--- BEGIN ---

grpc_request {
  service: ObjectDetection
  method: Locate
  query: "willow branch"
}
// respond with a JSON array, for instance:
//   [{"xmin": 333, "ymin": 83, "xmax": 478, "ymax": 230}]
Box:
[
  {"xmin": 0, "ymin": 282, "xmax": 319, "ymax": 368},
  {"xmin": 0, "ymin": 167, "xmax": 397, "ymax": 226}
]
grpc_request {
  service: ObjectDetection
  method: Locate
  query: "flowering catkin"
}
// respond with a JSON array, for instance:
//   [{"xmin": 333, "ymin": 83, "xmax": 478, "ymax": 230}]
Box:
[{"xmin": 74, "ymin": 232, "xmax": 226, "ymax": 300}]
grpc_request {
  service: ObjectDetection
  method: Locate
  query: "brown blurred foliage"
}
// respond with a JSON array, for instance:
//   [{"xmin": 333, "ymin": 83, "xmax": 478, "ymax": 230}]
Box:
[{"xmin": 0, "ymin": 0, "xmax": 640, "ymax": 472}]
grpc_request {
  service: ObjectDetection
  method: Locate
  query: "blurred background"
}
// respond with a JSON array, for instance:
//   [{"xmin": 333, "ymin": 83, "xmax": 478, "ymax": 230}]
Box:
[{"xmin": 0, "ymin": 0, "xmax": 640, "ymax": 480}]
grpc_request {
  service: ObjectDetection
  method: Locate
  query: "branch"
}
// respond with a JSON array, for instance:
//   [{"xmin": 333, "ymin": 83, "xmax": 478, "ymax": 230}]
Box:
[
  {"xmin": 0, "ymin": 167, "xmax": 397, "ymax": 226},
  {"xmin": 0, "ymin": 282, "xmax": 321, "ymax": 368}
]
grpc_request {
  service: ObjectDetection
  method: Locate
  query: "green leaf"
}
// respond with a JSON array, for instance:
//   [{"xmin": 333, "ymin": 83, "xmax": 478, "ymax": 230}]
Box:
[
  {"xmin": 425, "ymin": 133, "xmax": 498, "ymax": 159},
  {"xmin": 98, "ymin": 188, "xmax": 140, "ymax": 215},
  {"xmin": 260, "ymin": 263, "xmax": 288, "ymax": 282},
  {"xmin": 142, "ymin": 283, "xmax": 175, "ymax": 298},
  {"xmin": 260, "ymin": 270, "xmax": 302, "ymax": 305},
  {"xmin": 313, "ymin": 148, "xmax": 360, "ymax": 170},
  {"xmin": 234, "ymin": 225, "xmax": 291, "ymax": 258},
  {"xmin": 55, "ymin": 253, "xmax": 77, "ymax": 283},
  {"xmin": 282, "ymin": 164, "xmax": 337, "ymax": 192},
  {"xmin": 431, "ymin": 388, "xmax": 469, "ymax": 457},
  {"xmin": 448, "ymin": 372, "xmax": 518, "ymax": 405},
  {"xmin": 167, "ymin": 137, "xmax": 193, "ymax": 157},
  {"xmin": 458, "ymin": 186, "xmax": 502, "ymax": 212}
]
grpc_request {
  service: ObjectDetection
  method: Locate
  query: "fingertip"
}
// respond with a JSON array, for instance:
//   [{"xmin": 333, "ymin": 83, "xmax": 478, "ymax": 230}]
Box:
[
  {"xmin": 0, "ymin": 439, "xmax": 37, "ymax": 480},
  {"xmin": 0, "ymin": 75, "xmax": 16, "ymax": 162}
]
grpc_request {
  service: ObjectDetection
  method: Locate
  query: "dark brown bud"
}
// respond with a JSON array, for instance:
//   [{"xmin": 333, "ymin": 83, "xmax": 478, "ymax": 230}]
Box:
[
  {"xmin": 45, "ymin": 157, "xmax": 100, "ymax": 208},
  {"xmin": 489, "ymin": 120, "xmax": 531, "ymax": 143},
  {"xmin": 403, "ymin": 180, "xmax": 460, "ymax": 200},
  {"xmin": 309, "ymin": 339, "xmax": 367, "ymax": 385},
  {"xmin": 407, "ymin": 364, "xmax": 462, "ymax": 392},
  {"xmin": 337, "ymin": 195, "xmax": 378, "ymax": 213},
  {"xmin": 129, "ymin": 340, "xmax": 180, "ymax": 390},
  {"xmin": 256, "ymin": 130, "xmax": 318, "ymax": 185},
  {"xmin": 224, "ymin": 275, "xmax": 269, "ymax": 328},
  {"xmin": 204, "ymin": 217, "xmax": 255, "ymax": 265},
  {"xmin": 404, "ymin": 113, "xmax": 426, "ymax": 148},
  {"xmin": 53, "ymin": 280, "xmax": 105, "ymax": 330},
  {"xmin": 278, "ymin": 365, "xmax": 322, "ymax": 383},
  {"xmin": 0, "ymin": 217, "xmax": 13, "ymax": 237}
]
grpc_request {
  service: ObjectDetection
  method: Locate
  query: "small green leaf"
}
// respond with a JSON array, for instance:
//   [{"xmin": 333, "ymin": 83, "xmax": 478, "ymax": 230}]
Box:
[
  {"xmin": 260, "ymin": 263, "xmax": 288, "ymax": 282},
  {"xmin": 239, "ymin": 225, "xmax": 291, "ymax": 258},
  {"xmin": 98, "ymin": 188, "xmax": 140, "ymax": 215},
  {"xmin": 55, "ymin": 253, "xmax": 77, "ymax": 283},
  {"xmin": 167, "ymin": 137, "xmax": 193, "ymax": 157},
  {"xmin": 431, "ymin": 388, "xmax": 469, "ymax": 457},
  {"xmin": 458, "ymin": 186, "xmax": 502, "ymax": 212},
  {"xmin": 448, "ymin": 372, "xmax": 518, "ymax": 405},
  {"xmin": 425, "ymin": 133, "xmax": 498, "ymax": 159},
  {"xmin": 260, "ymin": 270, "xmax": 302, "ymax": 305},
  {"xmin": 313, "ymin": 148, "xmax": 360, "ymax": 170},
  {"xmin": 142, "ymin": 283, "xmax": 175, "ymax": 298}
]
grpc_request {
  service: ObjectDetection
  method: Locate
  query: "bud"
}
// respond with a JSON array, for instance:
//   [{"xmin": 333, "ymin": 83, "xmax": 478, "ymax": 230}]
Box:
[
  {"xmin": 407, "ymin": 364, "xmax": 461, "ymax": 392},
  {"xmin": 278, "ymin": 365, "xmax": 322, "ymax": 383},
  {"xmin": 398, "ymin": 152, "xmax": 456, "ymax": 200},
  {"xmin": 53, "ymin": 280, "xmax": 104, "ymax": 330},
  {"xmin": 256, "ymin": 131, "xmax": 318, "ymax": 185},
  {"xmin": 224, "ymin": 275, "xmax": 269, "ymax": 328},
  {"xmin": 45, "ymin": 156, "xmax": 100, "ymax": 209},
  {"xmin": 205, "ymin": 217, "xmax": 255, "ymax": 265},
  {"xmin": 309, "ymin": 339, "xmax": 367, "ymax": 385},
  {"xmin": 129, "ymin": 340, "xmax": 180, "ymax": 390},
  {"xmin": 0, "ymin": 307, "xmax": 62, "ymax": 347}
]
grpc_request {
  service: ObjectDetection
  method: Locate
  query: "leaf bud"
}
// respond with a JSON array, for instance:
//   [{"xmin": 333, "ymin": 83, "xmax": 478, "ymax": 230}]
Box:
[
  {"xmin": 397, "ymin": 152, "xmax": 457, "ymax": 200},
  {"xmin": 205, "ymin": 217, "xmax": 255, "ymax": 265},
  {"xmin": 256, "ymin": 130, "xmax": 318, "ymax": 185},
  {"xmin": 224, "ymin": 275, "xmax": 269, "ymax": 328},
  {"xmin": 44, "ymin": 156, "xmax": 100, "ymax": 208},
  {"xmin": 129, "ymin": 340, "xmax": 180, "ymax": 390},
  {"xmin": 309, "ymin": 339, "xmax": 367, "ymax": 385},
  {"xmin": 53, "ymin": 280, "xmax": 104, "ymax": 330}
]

--- END ---

### GIVEN EXERCISE
Select every line of the items above that contains the string "leaf", and copy each one out.

### RESPONSE
  query: "green leaf"
  query: "small green leaf"
  query: "leaf bud"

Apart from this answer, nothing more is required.